→ **To do**: Begin at the line containing "Need: a dot for each instance, one per instance, like (234,28)." in the data below and go on through the line containing "Need: a dot for each instance, one per instance, like (94,207).", repeating each line exactly; include both ends and no other line.

Extracted data Block Start

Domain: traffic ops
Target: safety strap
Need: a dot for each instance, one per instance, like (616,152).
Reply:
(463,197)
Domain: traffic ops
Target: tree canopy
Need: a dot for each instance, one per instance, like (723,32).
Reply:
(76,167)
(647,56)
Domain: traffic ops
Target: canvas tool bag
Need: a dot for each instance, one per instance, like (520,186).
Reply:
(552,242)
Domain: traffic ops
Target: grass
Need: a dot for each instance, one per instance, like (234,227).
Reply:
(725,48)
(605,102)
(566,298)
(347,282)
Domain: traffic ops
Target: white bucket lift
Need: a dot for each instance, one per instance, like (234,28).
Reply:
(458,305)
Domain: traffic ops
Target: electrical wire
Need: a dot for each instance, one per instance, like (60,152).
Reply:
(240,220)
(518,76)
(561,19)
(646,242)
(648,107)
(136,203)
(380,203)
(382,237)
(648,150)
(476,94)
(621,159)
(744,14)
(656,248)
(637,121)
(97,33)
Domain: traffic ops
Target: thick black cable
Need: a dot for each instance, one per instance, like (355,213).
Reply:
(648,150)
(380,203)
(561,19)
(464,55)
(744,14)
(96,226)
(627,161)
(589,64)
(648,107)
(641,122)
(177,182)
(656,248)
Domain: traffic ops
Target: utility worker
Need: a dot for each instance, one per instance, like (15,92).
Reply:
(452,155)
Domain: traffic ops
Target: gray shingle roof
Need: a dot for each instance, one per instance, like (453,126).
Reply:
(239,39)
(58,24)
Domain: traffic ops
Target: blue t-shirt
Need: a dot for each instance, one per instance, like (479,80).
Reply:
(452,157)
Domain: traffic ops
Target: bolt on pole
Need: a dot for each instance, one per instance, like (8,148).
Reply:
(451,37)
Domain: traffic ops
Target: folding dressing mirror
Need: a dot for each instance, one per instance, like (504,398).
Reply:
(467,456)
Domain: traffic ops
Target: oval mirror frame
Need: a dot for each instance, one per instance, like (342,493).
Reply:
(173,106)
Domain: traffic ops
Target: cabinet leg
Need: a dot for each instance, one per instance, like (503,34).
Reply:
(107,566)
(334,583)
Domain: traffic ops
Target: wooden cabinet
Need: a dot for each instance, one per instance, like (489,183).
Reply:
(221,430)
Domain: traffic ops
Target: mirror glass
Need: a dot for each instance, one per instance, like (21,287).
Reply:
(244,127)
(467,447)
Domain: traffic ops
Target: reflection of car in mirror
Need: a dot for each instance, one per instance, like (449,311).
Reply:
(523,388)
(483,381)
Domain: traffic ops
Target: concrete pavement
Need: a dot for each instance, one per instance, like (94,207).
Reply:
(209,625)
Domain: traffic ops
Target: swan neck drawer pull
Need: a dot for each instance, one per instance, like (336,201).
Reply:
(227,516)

Extracted data Block End

→ **Exercise solution**:
Need: a dot for each instance, one per instance, like (234,28).
Reply:
(458,305)
Domain: traffic ops
Target: electrical wire
Need: a dot for each instance, one per instance, like (60,152).
Reply:
(240,220)
(518,76)
(561,19)
(646,242)
(648,107)
(136,203)
(380,203)
(382,237)
(648,150)
(476,94)
(621,159)
(744,14)
(656,248)
(637,121)
(97,33)
Domain: traffic ops
Target: thick black cable
Need: a dot for each instance, one per instance, like (355,213).
Reply:
(648,150)
(380,203)
(561,19)
(464,55)
(744,14)
(96,226)
(627,161)
(589,64)
(648,107)
(641,122)
(177,182)
(656,248)
Domain: traffic ops
Target: utility worker
Need: a dot for each instance, one per instance, like (15,92).
Reply:
(452,155)
Domain: traffic ops
Target: gray shingle roof
Need: a dot for each instance, one per instance, like (453,126).
Reply:
(239,39)
(58,24)
Domain: traffic ops
Target: blue t-shirt
Need: a dot for each instance, one per instance, like (479,80).
Reply:
(452,157)
Domain: traffic ops
Target: bolt on pole
Need: a dot for each instance, one per instance, like (8,148).
Reply:
(451,37)
Domain: traffic ops
Target: folding dressing mirror
Need: a dot for each instance, one per instance, like (504,398).
Reply:
(467,456)
Domain: traffic ops
Target: oval mirror frame
Need: a dot for each instance, one per instance, like (342,493).
Reply:
(173,106)
Domain: traffic ops
Target: cabinet leg
Need: a dot for each instance, one per instance, like (503,34).
Reply:
(107,566)
(334,583)
Domain: traffic ops
Target: wooden cabinet
Need: a dot for each instance, one per instance, like (489,183).
Reply:
(221,430)
Domain: traffic ops
Target: mirror glass
Need: a dot for each instance, one per instance, like (21,287).
Reply:
(244,127)
(467,447)
Domain: traffic ops
Target: reflection of car in mirror
Need: a dot for each instance, one per instance, like (449,311).
Reply:
(523,388)
(483,381)
Domain: traffic ops
Target: concrete pavement
Need: a dot for each instance, one per instance, like (94,207).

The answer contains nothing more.